**Natural-language object grounding data**.
# # # # #

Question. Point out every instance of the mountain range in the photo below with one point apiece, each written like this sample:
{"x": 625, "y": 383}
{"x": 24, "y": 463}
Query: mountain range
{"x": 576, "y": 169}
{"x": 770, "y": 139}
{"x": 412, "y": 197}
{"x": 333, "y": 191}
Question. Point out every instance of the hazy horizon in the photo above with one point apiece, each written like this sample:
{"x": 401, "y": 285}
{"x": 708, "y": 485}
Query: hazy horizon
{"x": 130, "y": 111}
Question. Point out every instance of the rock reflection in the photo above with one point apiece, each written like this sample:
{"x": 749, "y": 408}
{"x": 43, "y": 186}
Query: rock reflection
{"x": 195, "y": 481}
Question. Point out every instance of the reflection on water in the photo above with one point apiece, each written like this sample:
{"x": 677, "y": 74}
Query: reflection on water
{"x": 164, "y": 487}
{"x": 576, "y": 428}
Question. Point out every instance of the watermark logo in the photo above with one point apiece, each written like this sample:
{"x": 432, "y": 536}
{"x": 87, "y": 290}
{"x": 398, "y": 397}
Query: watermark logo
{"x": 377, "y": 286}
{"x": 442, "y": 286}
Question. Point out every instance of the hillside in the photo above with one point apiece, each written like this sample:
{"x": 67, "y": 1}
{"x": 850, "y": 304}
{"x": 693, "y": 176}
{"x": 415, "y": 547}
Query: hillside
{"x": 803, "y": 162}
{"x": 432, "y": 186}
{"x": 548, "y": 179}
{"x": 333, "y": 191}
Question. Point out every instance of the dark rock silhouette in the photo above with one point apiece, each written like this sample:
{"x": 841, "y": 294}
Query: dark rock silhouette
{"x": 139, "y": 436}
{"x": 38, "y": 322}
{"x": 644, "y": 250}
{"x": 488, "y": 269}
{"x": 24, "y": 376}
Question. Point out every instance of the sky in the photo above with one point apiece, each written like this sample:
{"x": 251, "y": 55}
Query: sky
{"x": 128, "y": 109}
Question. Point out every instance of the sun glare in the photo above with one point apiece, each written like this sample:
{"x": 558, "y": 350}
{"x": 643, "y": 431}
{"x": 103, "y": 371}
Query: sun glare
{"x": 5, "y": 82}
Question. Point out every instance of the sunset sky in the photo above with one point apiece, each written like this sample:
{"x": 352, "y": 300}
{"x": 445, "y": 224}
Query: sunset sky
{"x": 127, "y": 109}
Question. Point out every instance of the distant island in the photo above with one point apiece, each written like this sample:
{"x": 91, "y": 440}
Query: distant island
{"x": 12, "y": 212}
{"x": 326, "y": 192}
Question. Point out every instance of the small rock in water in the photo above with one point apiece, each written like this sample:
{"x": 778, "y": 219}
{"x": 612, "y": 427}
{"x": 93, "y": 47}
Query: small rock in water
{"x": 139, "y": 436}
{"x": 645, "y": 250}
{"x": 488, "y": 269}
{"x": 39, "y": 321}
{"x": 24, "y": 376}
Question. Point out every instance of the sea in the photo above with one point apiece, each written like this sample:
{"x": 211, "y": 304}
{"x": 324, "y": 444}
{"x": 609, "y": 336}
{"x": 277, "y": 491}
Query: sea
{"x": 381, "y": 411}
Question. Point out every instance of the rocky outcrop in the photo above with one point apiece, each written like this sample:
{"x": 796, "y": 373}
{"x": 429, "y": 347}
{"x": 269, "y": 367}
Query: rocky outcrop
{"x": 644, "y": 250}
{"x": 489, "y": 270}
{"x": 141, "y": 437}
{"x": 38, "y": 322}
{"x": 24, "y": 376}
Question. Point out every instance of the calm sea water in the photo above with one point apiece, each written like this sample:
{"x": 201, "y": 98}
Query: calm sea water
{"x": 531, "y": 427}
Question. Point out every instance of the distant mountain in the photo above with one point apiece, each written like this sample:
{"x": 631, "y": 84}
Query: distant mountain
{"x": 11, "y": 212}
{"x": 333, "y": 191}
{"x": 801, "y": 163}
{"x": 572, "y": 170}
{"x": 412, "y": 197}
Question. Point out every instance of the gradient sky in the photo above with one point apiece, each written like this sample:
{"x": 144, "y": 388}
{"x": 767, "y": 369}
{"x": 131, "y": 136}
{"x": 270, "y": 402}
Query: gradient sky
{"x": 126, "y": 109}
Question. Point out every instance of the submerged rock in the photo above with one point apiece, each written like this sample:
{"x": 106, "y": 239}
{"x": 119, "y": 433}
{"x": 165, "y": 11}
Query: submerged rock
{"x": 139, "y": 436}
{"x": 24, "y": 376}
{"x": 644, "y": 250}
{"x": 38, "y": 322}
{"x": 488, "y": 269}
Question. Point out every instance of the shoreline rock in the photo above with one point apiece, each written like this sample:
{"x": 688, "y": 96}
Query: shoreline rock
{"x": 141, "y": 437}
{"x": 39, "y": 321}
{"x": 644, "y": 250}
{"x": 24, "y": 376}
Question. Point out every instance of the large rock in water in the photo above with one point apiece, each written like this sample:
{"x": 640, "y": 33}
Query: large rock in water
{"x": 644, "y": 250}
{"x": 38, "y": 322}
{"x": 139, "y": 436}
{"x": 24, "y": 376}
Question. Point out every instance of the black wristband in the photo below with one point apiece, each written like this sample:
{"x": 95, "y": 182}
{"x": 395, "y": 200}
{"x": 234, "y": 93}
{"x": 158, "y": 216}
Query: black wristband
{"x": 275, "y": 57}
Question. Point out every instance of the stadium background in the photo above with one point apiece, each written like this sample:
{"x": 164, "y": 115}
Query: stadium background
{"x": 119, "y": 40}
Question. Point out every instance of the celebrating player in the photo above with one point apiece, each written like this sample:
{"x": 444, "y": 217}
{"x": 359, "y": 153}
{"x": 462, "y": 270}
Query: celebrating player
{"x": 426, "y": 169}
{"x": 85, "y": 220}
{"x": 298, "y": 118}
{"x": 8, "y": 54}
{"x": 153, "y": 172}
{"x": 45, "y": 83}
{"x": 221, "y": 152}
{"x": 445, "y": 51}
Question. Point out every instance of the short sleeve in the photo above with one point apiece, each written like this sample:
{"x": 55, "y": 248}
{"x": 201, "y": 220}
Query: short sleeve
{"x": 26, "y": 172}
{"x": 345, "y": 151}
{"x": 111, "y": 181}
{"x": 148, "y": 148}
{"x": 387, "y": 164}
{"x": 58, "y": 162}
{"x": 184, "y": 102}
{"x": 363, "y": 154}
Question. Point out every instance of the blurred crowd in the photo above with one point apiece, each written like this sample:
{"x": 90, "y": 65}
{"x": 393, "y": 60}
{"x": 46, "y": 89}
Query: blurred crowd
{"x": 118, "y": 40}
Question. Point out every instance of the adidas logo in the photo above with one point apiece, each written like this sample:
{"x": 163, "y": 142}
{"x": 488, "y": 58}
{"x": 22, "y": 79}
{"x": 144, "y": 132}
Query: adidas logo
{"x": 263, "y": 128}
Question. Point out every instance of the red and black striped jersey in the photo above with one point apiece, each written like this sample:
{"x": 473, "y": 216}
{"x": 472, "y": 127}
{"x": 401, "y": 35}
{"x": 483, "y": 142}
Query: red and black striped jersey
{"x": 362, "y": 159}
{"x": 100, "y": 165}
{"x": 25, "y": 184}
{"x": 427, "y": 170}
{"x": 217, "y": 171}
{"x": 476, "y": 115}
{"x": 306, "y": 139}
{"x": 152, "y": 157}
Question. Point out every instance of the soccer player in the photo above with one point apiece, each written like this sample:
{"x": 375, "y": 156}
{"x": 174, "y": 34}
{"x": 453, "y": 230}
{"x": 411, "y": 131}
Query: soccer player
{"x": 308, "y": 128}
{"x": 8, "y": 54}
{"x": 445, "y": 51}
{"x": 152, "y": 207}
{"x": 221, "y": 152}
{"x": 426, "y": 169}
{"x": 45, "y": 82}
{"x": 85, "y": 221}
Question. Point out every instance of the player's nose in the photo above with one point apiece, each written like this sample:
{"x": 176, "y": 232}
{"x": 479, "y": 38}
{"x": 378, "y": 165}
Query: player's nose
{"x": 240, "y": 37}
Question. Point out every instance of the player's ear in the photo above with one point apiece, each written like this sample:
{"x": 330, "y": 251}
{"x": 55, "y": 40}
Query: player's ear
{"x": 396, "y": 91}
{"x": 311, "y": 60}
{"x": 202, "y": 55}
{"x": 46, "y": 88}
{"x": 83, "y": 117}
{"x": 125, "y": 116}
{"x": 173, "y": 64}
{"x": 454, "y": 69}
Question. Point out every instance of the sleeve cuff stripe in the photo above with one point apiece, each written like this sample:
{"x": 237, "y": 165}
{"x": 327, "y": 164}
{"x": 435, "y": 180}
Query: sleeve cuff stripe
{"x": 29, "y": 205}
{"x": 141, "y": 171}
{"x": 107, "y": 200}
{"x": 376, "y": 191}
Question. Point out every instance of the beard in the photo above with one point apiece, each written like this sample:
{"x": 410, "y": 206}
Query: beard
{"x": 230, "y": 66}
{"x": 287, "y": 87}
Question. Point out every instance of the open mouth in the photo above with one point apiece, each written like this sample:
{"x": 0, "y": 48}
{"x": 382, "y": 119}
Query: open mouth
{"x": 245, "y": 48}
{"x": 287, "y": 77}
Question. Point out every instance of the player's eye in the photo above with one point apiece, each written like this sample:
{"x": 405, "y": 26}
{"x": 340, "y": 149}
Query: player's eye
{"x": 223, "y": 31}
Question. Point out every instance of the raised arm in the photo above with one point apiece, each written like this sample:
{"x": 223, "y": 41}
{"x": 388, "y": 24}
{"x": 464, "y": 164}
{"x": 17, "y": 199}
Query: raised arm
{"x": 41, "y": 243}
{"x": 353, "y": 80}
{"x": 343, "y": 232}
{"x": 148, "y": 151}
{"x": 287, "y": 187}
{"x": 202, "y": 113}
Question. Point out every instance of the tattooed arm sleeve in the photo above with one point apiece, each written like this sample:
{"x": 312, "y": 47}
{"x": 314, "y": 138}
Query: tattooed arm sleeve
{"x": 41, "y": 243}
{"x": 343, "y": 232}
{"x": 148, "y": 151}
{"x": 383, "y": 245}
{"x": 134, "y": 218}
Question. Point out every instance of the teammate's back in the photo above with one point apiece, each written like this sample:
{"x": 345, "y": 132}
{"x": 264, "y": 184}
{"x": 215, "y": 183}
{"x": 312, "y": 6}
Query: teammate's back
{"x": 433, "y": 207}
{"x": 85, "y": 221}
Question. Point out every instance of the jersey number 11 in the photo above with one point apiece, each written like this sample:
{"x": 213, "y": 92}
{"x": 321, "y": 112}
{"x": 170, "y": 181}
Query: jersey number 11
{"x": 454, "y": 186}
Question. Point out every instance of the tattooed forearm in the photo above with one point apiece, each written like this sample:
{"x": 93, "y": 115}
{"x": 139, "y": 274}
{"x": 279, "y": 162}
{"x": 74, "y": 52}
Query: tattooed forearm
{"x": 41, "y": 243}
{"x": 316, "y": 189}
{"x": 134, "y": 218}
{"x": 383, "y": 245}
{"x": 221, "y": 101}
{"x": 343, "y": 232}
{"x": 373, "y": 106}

# # # # #

**EXERCISE DIRECTIONS**. Lines containing the word "below": copy every one of them from the records above.

**TASK OUTPUT**.
Question. Point out every instance of the mountain range in the photo below with one point apiece, each written like this sample:
Question. Point out every instance of the black wristband in the photo below with one point apiece, each written like this sample:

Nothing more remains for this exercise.